§ **Supplied text**:
WHAT IS LAMB KARAHI GOSHT?

Karahi Gosht, either lamb or mutton, or chicken is a Pakistani traditional curry with tomato-based gravy and is made in a narrow-based wok. Pakistani spells it as Kadhai where the letter 'dh' gives the sound of the letter 'R' with the round mouth. [Ka-raa-ee].

LAMB KARAHI WITH OR WITHOUT ONION

Now, for the longest period of time karahi lovers have been debating whether to add onion to Karahi or not. We’ll actually onion is not added to restaurant-style Karahi. But homemade Karahi has very little onion added just to provide a little gravy. Actually, the tomato purée reduces to almost nothing when cooked on high flame. However, adding a small onion holds all the tomatoey goodness and keeps the Mutton or lamb Karahi juicy so while you enjoy some meat you also have some gravy to dip the naan.

BEST MEAT AND CUTS FOR KARACHI GOSHT

Karahi is a very versatile dish and can be made with chicken, mutton, lamb, fish, and prawn. Karahi Gosht is usually made with bone-in cuts because they are high in fat and the juices from bones make the Karahi absolutely finger-licking good. We recommend using lamb leg or shanks for Lam Karahi.

SHOULD YOU COOK LAMB KARAHI IN GHEE OR BUTTER

Ghee is traditionally used in South Asian curries and sweets and is the best fit for it. Lamb Karahi is best cooked in ghee as the aroma of ghee and the way it shines out all flavors is beyond any other fat. Butter is a good option to substitute ghee. I prefer a combination of butter and oil. If you are on a low-cholesterol diet then avoid ghee and butter and use low cholesterol oil instead, it still tastes great with a little compromise on taste.

FRESH SPICE MIX FOR LAMB KARAHI

In this recipe, I’m using a quick spice blend which is very close to the store-bought spice blend. I understand making your own spice blend is an extra hassle. So if you make Karahi often then double or triple this spice blend recipe and store it in the fridge. This makes cooking very.

TOMATO PURÉE OR FRESH TOMATOES

Authentically, roughly chopped onions are added to Lamb Karahi but I have found tomato purée gives you a very smooth texture and a lovely visual appeal plus you don’t have to remove tomato skins while eating.

CAN I FREEZE LAMB KARAHI?

§ **Record set**:
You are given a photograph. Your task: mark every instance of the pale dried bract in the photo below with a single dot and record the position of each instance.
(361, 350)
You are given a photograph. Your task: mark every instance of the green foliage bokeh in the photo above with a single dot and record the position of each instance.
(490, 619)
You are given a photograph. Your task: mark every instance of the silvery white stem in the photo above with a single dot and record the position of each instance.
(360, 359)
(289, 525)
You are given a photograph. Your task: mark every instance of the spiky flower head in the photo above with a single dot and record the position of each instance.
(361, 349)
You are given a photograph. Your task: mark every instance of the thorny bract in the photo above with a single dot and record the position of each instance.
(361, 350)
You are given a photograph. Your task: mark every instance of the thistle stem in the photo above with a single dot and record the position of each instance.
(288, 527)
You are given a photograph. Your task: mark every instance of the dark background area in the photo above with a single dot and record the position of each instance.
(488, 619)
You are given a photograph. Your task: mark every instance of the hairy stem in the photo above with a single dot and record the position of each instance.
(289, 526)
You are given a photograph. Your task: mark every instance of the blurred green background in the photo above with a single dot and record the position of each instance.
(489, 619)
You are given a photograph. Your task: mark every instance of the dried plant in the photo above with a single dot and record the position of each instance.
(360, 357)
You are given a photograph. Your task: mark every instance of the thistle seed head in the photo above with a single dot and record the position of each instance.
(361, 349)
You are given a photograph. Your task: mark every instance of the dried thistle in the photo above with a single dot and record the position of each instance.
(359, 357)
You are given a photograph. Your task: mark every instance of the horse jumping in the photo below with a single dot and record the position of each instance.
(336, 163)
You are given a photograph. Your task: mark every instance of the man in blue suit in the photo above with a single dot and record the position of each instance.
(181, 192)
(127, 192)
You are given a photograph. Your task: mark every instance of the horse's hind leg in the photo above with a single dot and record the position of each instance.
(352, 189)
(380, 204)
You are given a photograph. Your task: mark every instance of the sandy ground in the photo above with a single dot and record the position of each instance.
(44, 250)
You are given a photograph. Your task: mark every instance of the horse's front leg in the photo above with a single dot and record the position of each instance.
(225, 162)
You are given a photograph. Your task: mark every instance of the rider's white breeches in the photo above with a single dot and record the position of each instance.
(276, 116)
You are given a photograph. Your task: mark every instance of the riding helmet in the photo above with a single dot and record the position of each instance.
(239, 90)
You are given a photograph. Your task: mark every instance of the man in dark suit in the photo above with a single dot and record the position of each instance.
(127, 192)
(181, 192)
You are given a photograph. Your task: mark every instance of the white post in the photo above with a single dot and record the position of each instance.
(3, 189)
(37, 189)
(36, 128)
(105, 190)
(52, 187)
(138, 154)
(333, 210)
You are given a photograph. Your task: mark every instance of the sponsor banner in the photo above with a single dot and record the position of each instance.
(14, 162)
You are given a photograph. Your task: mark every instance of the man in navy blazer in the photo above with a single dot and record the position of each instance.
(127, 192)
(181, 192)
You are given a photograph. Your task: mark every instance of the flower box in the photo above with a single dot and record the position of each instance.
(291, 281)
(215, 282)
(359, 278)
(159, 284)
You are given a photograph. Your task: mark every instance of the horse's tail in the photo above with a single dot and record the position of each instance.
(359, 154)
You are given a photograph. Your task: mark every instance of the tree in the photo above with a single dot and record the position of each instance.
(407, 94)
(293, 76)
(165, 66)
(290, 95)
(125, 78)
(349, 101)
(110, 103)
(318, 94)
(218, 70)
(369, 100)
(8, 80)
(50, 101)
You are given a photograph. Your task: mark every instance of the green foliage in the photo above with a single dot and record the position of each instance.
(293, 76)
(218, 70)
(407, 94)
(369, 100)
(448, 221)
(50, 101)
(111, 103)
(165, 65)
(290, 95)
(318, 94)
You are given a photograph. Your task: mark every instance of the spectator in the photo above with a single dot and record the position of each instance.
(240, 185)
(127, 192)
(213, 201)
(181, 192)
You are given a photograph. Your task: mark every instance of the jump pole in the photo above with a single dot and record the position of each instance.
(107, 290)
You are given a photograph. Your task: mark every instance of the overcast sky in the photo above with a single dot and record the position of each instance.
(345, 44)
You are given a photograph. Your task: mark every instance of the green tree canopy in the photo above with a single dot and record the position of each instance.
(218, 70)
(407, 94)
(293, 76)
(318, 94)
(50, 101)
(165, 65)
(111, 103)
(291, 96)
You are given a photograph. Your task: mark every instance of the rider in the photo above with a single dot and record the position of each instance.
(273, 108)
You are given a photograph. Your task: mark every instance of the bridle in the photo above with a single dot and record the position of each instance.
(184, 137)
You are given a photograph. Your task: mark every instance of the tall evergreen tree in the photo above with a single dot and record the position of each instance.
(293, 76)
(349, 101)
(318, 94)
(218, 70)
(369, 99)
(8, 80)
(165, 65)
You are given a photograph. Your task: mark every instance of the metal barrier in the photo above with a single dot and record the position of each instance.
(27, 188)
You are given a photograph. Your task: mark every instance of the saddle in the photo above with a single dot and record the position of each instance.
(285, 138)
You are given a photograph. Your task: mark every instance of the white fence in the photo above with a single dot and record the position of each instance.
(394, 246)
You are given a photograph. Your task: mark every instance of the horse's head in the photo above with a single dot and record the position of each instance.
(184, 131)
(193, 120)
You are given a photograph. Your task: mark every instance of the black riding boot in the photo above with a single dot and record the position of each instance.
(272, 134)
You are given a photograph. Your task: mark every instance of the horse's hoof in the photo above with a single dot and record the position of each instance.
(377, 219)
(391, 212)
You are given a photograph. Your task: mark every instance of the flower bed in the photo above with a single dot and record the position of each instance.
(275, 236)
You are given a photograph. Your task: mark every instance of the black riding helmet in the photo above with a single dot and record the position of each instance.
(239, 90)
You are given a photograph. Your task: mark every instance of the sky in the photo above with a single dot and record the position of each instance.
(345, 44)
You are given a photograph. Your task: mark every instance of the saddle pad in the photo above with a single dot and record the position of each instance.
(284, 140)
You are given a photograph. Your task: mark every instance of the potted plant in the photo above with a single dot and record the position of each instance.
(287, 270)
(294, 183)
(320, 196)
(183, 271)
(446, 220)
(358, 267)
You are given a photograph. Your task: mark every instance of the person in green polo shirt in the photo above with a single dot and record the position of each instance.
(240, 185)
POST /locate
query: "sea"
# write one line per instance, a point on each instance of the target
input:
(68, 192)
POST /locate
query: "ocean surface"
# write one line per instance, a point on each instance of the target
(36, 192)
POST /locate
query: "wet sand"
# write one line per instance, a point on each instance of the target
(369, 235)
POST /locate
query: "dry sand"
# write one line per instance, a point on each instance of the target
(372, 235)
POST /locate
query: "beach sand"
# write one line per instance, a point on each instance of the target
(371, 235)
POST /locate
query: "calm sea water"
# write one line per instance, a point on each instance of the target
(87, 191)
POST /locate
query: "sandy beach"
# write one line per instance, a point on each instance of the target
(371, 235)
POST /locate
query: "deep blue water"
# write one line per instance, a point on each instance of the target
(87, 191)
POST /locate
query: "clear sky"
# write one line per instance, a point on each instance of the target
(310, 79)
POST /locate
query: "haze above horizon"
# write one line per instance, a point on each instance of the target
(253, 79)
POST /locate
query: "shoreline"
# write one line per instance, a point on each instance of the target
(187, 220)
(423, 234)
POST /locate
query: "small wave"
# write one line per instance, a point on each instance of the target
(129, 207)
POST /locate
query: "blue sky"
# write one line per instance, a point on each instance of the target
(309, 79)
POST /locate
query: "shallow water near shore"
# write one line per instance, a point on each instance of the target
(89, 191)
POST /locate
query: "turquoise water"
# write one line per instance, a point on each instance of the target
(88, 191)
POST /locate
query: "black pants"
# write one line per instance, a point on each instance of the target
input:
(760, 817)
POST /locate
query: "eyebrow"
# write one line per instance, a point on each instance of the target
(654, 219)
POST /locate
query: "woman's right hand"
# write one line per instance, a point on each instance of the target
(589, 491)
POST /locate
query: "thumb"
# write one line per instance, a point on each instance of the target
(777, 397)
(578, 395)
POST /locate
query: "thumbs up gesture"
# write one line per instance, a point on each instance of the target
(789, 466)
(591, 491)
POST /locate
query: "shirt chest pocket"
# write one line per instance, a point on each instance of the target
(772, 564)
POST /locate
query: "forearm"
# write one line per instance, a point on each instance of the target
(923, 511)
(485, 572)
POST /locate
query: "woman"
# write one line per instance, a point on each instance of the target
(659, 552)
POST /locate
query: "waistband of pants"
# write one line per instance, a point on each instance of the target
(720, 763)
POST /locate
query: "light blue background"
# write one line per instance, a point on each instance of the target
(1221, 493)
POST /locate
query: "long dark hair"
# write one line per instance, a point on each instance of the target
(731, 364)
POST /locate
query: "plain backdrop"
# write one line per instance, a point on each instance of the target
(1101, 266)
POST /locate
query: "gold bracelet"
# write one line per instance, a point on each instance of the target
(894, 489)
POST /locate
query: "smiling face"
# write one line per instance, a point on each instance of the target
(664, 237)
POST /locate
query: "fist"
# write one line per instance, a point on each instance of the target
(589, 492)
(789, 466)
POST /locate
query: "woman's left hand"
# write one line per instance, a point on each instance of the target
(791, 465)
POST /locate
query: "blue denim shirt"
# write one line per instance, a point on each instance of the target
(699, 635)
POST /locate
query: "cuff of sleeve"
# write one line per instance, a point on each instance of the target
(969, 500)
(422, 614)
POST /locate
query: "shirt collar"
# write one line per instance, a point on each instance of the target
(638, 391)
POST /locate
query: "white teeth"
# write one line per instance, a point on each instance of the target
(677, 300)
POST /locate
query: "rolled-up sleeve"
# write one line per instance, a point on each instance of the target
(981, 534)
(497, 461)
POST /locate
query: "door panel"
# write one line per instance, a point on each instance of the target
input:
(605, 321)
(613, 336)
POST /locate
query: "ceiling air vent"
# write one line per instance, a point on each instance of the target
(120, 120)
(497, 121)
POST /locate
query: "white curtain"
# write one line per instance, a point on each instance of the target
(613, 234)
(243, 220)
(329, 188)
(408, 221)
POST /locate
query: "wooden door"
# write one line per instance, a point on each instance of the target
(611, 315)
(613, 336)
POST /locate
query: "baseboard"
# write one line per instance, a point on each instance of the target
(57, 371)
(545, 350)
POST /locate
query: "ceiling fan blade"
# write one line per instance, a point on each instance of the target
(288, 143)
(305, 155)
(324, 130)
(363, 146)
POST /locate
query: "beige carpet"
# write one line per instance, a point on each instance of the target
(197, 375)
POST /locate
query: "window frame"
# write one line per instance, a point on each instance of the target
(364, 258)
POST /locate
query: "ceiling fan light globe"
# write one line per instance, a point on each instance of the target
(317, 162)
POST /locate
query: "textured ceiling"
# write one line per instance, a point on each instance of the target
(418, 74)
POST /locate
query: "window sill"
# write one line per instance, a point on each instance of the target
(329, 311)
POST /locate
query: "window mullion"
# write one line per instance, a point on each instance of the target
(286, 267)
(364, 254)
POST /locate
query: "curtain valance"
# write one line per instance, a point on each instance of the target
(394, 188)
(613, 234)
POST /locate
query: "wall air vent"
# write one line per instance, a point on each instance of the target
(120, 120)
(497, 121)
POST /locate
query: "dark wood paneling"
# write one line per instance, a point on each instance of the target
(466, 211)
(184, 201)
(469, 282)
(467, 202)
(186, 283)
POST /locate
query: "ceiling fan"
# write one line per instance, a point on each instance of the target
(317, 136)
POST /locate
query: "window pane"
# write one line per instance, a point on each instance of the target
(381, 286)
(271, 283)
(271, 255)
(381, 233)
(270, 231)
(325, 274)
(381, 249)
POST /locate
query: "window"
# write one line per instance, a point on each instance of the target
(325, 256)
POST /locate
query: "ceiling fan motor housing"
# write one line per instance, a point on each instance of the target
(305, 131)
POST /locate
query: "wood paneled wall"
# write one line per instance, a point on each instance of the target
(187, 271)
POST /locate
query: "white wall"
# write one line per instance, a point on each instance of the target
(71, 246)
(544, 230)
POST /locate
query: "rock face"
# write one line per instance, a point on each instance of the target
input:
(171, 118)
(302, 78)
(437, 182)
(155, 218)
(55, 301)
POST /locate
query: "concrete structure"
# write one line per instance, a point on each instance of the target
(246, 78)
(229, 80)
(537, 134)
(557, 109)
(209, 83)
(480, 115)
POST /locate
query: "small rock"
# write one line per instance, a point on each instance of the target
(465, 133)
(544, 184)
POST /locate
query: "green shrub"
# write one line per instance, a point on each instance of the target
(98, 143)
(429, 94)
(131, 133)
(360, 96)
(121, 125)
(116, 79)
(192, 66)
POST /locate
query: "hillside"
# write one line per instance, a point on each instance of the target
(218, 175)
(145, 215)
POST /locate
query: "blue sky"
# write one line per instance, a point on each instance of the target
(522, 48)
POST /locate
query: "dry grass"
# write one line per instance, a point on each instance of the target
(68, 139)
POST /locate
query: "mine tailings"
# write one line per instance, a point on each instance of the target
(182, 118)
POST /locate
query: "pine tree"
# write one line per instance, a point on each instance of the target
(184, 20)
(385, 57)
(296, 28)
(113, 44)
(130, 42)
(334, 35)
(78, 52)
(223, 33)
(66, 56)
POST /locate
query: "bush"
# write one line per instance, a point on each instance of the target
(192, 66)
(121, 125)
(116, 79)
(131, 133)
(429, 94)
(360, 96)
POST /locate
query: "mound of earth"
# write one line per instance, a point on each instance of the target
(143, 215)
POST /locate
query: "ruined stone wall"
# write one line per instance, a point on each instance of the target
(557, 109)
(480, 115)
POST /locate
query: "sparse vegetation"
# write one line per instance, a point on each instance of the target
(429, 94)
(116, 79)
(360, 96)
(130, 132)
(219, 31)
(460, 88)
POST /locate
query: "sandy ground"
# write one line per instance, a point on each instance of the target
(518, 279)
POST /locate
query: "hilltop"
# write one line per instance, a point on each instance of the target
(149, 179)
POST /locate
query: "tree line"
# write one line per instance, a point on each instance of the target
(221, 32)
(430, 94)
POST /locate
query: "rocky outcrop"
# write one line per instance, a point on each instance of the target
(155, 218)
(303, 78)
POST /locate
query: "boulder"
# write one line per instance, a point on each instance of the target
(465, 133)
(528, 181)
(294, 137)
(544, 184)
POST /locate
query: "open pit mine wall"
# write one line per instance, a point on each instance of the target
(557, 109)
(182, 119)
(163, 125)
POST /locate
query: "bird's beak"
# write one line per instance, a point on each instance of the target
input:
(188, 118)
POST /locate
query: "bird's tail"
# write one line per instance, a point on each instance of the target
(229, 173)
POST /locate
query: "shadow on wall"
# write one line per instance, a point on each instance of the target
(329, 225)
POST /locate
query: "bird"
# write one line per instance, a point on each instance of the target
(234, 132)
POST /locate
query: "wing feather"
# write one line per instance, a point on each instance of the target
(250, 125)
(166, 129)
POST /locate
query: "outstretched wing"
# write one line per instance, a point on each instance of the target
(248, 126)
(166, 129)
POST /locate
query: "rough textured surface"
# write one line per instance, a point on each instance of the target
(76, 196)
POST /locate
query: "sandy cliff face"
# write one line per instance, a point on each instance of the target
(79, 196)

§ **Work instructions**:
From the lamb karahi text, extract the passage word for word, starting at "BEST MEAT AND" and ending at "for Lam Karahi.".

§ **Exercise response**:
BEST MEAT AND CUTS FOR KARACHI GOSHT

Karahi is a very versatile dish and can be made with chicken, mutton, lamb, fish, and prawn. Karahi Gosht is usually made with bone-in cuts because they are high in fat and the juices from bones make the Karahi absolutely finger-licking good. We recommend using lamb leg or shanks for Lam Karahi.